- _Written exercise 1_
Please lay out the records as a JSON list of strings, one string per line with blank lines dropped, starting at the line that contains "In this picture, where can the deck" and ending at the last line of the records.

- _Selected extract_

11 Problems Associated with Structural Insulated Panels and a Better Alternative


Contractors and architects can avoid the problems of structural insulated panel (SIP) wall construction with Fox Blocks ICFs. Fox Blocks provide superior energy-efficiency and moisture- and fire-resistance compared to SIPs wall systems. Also, Fox Blocks ICFs allow for more design flexibility and install quicker and easier than SIPs wall systems.

Structural Insulated Panels (SIPs)


Development of the first SIPs occurred in the 1930s at the Forest Product Laboratory in Madison, Wisconsin. It was part of the United States (U.S.) Forest Service’s attempt to conserve forest resources. Forest Products Laboratory marketed its initial prototype design for the next thirty years. However, the design did not contain insulation, and manufacturers never produced it on a large scale.

In the 1950s, Alden B. Dow, who was concerned about energy-efficiency and fearful over depleting natural resources, developed a structural panel with an insulated core. Many credit Dow with creating the first structural insulated panel.

During the 1970s, more and more builders began using SIPs for their high insulative value, airtightness, and strength over wood frame construction. However, over time, architects and contractors began recognizing problems with SIPs - of concern, SIPs lack moisture−, fire −, and termite-resistance, along with design flexibility.

Modern Struc­tur­al Insulated Panels

Struc­tur­al insulated panels provide building panels for the walls, floors, and roofs of homes and light com­mer­cial buildings. Other names for SIPs include foam-core panels, struc­tur­al foam panels, stress-skin panels, and sandwich panels.

Manufacturing of SIPs occurs under con­trolled con­di­tions in a factory. Four- and eight‑inch thick rigid foam panels, placed between two stiff sheathing materials form the SIPs. Products used to make the foam include either expanded poly­styrene (EPS), extruded poly­styrene (XPS), polyurethane (PUR) or poly­iso­cya­nu­rate (PIR).

  • Manufacturer's pressure laminates the EPS and XPS foam and sheathing together.
  • Manufacturers inject and cure (under high pressure) the liquid PUR and PIR foam.

Producers of SIPs commonly use 7⁄16-inch thick oriented strand boards (OSB) for the sheathing boards. Other sheathing materials include plywood, gypsum sheathing, sheet metal, fiber-cement siding, magnesium-oxide board, fiber­glass mat, and composite struc­tur­al siding panels.

- _Given data_
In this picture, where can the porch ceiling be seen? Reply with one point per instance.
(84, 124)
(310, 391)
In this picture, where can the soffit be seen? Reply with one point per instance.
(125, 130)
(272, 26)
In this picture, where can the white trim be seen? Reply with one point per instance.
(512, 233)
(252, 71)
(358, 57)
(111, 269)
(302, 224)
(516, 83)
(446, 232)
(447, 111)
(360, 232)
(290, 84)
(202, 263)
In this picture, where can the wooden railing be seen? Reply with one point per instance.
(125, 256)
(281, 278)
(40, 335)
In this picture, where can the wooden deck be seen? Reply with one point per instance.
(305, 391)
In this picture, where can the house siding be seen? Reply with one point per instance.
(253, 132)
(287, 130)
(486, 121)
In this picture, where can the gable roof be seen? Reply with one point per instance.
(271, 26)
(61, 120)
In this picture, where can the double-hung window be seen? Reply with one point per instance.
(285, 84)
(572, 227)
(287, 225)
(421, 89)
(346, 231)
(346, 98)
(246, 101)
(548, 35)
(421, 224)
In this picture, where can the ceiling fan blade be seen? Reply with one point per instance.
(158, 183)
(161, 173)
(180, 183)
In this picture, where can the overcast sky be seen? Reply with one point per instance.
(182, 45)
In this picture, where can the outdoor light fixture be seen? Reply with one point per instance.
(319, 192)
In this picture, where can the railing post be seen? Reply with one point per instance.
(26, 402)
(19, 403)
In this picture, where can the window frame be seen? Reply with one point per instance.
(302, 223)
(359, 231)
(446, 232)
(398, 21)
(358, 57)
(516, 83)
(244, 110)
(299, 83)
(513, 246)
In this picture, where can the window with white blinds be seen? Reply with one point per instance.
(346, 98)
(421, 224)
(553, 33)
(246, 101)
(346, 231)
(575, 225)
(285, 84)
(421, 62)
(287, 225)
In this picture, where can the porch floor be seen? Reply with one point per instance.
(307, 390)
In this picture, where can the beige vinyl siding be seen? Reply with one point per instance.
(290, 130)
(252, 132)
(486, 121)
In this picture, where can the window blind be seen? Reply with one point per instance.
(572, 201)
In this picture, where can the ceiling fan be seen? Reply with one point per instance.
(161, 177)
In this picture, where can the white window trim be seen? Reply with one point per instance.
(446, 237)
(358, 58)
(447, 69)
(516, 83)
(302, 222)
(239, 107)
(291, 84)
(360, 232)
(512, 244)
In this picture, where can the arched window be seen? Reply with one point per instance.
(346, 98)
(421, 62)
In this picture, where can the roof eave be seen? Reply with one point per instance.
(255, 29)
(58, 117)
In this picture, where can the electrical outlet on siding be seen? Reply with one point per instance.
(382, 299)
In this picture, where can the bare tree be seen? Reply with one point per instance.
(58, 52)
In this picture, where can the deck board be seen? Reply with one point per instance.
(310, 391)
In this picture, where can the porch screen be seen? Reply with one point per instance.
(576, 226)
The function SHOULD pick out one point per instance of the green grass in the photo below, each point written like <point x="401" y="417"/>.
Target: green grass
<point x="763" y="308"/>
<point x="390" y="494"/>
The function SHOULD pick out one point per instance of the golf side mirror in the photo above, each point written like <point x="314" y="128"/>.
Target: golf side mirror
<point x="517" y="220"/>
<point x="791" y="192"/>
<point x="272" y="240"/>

- _Written exercise 2_
In the article on structural insulated panels, recast the paragraph beginning "Manufacturing of SIPs occurs" as a short bulleted list that keeps its main facts.

- _Task response 1_
[
  "In this picture, where can the deck board be seen? Reply with one point per instance.",
  "(310, 391)",
  "In this picture, where can the porch screen be seen? Reply with one point per instance.",
  "(576, 226)",
  "The function SHOULD pick out one point per instance of the green grass in the photo below, each point written like <point x=\"401\" y=\"417\"/>.",
  "Target: green grass",
  "<point x=\"763\" y=\"308\"/>",
  "<point x=\"390\" y=\"494\"/>",
  "The function SHOULD pick out one point per instance of the golf side mirror in the photo above, each point written like <point x=\"314\" y=\"128\"/>.",
  "Target: golf side mirror",
  "<point x=\"517\" y=\"220\"/>",
  "<point x=\"791\" y=\"192\"/>",
  "<point x=\"272\" y=\"240\"/>"
]

- _Task response 2_
- SIPs are made in a factory under controlled conditions.
- They consist of four- and eight-inch-thick rigid foam panels placed between two stiff sheathing materials.
- The foam is made from expanded polystyrene (EPS), extruded polystyrene (XPS), polyurethane (PUR), or polyisocyanurate (PIR).